== Excerpted records ==
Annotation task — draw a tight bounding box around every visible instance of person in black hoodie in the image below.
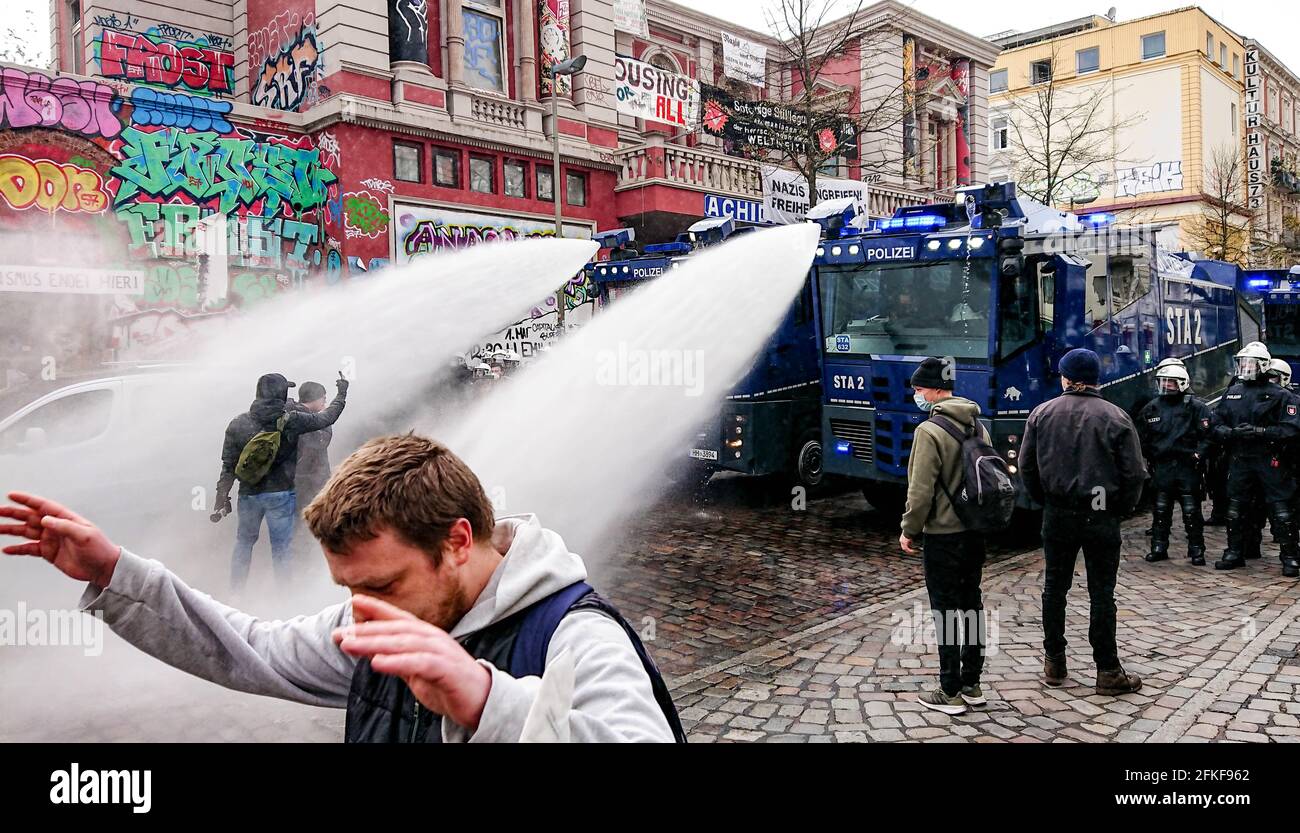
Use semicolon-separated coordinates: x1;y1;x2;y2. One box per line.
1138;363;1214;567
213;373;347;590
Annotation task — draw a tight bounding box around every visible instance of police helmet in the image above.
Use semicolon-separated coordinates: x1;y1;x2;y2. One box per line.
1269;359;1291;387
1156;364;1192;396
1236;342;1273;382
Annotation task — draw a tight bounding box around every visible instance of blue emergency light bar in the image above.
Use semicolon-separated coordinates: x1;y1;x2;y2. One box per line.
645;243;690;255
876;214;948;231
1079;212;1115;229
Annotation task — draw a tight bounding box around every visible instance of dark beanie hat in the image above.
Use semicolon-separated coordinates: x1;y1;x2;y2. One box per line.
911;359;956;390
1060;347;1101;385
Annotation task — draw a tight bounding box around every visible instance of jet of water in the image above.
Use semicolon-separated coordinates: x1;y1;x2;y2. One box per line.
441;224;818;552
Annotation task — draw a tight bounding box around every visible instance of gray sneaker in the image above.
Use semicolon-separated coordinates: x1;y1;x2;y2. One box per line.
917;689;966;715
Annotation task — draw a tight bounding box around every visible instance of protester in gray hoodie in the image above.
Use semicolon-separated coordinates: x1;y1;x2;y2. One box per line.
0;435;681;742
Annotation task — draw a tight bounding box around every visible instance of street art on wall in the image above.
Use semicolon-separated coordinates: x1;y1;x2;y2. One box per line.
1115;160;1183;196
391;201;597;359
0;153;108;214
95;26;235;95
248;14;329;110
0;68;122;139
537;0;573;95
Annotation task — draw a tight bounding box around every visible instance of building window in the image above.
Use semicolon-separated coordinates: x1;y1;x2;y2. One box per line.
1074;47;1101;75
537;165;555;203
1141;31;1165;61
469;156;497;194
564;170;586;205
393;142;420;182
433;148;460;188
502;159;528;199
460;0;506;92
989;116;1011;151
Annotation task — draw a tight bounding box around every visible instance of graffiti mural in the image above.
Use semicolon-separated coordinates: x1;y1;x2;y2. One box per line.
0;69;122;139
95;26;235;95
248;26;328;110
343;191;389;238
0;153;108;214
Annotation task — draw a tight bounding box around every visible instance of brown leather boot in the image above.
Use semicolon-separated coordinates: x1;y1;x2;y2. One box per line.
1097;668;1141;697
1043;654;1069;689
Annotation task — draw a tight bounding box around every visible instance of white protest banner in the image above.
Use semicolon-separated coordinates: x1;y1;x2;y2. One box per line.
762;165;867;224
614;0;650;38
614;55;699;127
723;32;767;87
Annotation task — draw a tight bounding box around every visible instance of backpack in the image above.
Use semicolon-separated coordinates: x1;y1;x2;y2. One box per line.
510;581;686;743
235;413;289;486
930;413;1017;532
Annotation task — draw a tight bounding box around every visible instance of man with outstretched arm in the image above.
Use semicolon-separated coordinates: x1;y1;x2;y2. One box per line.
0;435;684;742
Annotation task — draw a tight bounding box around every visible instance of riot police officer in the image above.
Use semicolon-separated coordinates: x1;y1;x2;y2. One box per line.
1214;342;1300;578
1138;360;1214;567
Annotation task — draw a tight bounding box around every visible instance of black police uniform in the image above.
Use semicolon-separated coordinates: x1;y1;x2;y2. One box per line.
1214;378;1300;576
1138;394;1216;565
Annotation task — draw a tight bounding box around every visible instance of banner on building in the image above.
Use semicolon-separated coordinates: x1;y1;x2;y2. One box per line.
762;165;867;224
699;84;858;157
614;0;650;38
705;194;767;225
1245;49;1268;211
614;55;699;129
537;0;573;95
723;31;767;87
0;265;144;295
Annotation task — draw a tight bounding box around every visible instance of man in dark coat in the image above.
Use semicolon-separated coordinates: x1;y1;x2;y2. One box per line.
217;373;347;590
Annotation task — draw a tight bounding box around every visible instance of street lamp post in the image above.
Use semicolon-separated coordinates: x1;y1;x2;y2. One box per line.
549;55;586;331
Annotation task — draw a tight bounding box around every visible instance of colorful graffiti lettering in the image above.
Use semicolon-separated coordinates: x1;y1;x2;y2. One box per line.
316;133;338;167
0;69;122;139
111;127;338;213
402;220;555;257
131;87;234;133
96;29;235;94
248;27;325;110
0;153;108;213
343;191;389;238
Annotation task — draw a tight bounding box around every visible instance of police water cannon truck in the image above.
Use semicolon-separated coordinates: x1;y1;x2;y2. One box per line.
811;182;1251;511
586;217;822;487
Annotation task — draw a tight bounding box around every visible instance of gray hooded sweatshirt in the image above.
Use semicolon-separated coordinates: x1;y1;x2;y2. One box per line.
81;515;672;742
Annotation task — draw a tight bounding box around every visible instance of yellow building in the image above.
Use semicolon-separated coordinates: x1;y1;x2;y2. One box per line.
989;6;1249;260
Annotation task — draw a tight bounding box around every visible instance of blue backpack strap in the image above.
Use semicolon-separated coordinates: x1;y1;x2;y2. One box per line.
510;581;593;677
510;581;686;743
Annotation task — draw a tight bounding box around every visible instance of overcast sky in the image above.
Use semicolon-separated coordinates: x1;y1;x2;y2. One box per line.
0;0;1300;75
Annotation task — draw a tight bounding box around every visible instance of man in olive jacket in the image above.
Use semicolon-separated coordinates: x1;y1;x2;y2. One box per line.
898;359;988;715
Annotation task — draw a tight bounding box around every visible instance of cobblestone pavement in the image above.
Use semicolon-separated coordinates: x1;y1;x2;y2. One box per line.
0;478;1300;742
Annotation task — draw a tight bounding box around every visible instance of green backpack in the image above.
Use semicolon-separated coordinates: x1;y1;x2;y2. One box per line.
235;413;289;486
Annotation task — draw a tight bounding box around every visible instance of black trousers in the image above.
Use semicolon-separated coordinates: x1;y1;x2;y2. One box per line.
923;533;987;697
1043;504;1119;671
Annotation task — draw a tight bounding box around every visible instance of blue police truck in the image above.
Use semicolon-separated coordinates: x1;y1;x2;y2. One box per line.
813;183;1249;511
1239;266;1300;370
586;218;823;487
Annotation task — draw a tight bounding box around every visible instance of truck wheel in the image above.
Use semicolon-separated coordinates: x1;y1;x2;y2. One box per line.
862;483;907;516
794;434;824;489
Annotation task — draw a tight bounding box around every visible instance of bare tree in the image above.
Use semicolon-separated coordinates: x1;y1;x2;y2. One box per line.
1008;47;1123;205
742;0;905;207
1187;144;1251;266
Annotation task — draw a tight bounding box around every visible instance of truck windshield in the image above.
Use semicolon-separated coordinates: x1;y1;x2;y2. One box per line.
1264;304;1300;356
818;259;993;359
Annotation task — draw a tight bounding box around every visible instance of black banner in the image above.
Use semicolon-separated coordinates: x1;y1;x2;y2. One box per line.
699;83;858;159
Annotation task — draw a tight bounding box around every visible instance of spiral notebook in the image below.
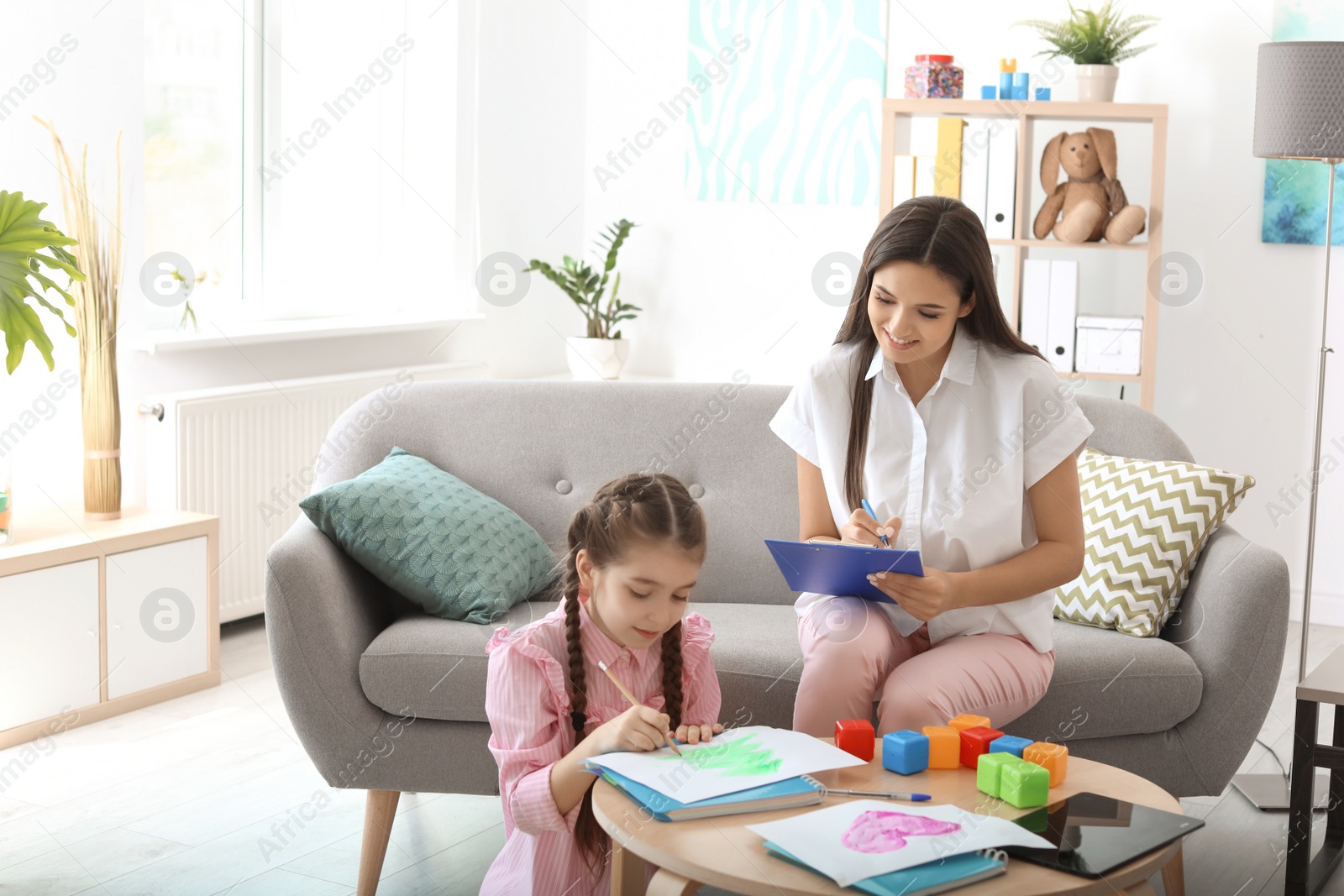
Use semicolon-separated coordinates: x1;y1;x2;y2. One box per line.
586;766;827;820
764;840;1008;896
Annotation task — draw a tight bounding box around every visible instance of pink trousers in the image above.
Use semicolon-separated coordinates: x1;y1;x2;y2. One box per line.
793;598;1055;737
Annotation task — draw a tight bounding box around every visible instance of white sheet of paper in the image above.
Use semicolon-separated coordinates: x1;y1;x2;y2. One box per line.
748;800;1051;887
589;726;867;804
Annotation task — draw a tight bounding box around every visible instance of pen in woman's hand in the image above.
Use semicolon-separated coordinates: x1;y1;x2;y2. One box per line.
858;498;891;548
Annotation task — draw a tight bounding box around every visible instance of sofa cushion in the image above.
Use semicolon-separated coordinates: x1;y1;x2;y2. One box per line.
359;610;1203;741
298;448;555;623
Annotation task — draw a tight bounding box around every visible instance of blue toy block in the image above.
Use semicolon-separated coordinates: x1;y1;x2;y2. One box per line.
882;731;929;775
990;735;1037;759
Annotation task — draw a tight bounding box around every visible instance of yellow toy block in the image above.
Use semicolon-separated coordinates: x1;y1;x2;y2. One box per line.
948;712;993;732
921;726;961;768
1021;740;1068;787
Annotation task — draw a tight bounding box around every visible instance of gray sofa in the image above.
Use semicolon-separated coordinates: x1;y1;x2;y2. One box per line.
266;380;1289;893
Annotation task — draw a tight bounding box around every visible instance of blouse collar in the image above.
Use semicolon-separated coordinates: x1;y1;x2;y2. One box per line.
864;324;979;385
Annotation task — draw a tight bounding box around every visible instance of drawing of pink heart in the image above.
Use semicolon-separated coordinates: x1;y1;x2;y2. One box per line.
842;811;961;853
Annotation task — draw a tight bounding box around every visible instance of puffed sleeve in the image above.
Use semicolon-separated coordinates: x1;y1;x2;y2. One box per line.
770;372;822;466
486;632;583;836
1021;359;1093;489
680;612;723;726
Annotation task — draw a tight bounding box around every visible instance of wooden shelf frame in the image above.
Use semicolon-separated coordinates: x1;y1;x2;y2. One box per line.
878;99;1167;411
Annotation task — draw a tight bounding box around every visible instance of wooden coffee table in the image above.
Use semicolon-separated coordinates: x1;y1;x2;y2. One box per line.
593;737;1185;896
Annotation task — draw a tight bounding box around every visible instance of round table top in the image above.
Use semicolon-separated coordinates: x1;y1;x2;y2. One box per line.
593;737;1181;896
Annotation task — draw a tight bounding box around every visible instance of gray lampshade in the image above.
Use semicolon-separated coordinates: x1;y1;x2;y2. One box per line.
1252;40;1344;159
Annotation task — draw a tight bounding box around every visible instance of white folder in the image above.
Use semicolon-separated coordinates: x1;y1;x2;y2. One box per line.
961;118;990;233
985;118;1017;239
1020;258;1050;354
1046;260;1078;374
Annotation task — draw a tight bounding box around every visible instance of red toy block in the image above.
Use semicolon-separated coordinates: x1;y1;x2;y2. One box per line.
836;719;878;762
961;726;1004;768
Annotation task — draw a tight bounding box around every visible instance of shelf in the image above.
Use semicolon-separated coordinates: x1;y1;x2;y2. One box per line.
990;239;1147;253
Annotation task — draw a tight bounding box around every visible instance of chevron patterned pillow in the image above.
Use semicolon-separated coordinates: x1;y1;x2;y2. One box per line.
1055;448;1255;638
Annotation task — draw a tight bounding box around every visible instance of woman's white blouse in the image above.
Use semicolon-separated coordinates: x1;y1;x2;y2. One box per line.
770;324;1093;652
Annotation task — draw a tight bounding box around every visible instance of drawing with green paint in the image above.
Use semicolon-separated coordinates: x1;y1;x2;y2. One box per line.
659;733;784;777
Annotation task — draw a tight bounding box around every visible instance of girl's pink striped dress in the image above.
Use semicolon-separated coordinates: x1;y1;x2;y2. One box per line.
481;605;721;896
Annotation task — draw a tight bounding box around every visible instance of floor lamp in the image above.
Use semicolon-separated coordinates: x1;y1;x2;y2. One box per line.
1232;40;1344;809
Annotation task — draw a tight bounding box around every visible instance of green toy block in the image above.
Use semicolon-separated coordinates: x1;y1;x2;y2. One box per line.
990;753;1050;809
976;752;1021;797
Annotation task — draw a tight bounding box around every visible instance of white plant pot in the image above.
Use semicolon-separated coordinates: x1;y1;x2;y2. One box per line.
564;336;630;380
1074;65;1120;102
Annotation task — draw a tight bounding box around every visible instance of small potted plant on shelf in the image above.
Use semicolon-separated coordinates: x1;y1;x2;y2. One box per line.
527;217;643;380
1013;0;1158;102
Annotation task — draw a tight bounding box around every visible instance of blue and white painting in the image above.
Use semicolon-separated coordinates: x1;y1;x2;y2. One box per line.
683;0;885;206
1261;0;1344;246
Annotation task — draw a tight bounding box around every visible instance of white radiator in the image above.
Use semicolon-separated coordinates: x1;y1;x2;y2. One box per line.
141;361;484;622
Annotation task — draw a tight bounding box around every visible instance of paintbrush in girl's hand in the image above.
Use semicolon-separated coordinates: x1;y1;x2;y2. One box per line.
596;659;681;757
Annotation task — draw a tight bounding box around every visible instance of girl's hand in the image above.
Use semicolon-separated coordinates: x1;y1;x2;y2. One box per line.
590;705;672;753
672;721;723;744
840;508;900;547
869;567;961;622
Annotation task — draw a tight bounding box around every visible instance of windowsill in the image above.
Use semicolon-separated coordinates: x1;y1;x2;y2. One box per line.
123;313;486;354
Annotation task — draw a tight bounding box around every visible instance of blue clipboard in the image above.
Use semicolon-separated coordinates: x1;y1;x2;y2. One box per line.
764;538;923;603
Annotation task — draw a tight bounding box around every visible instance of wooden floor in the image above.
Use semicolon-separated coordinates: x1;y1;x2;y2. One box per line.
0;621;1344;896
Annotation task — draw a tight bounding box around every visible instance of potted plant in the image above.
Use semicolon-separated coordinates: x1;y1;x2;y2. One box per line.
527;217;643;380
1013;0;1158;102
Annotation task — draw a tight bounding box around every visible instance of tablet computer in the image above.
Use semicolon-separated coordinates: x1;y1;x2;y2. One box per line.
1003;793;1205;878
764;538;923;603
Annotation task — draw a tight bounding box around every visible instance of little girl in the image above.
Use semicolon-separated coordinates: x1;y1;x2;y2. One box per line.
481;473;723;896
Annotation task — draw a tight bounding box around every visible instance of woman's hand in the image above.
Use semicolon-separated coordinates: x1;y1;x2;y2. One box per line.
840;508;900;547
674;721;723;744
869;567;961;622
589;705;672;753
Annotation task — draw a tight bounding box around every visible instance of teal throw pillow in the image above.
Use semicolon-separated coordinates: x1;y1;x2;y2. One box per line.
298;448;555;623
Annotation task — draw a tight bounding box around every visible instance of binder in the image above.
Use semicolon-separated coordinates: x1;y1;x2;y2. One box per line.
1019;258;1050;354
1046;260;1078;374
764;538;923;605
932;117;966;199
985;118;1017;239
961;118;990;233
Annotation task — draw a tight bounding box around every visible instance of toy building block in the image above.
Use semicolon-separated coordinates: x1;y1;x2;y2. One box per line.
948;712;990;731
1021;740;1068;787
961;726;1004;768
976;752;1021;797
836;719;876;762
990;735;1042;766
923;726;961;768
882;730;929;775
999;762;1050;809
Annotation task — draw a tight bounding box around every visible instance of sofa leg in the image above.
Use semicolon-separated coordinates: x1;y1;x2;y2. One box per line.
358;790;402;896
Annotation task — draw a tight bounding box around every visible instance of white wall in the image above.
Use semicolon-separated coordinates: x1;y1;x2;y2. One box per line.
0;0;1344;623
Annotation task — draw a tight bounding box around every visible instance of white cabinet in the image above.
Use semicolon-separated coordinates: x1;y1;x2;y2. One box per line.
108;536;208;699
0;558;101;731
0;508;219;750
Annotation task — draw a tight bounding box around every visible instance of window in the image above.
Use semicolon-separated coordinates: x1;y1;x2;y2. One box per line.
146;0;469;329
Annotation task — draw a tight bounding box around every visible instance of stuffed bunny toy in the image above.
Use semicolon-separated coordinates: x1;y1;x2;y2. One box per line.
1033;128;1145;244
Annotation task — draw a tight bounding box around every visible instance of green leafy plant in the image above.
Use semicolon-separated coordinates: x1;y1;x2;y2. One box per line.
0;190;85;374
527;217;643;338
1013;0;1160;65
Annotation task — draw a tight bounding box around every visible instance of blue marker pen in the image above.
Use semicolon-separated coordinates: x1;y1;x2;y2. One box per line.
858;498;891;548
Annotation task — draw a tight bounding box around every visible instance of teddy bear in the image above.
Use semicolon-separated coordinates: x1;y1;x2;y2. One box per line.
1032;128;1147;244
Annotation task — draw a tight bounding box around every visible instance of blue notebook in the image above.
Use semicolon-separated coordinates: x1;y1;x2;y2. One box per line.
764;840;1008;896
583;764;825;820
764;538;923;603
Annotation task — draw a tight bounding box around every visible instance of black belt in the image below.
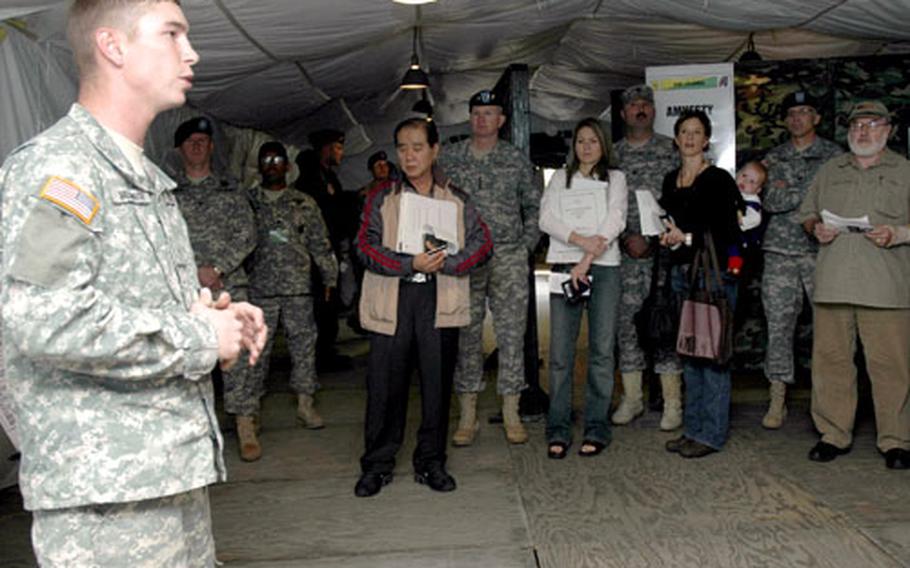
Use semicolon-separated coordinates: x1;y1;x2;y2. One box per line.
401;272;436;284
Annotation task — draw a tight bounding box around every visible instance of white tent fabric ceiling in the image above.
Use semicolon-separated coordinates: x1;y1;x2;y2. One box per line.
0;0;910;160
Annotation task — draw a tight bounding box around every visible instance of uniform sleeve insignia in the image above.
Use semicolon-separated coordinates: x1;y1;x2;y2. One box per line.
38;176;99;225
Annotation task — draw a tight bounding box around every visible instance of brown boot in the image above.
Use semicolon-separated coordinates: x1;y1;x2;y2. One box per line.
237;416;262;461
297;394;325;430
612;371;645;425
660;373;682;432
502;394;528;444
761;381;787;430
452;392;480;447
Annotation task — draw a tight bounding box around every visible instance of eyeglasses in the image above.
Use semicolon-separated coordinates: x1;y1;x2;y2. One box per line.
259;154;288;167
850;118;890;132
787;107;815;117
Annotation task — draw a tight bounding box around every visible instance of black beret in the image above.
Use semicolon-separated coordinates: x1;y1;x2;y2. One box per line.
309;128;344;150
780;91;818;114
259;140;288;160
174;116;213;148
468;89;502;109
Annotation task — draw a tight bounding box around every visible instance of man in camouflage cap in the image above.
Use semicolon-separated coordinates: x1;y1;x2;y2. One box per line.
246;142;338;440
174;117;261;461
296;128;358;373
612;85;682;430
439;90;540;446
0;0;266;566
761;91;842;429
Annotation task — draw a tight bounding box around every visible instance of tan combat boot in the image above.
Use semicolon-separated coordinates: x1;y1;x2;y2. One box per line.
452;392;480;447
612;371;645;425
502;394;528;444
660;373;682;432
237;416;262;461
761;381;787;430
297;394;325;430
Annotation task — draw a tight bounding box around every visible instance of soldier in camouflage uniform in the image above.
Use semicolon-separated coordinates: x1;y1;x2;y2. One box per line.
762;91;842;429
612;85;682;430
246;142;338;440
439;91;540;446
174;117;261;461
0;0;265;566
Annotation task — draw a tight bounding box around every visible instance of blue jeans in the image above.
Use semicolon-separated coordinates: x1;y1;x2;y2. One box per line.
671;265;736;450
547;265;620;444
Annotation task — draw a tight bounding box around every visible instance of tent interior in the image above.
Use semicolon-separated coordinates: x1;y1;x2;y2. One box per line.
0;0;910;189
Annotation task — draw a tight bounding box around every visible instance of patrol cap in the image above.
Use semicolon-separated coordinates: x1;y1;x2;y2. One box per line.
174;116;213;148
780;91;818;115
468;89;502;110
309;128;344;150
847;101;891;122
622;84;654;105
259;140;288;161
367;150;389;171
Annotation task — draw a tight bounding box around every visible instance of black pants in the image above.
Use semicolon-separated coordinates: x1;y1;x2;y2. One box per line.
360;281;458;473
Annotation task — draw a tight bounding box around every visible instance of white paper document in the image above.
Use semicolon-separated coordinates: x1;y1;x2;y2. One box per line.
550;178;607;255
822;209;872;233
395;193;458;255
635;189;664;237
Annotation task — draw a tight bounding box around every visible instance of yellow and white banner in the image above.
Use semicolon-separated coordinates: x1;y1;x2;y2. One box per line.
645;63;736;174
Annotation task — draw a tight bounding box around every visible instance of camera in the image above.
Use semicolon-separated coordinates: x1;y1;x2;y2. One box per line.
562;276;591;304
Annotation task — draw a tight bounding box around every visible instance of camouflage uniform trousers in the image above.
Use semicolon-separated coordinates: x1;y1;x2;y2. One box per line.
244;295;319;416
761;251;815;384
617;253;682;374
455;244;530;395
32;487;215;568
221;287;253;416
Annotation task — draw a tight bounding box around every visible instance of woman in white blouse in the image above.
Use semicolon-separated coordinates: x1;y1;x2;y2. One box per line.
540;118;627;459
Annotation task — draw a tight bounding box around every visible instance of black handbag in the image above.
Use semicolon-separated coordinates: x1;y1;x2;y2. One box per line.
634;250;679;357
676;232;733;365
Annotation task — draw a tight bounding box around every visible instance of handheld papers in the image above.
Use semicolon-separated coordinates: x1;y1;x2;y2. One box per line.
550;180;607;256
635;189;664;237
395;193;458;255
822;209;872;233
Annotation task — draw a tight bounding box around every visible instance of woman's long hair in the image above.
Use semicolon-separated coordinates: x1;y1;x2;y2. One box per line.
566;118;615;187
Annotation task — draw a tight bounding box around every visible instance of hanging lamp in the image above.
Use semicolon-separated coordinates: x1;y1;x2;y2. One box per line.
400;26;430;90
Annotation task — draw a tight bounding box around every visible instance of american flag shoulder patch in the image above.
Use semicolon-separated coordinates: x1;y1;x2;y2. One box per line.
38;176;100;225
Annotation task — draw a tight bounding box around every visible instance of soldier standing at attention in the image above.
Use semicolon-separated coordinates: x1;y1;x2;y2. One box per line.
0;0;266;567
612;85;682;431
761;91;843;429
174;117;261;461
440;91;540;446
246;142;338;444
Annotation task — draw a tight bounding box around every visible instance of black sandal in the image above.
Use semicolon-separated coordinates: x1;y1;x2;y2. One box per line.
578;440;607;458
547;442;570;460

== Aim ==
Print the lines between the line holding "white wall in the image above." and the line holding "0;0;1344;623", inclusive, with no changes.

== Answer to this problem ==
Annotation task — draw a tight bounding box around every visible instance of white wall in the image above.
Use semicolon-separated coordinates: x1;y1;x2;y2. One box per line.
0;0;1344;623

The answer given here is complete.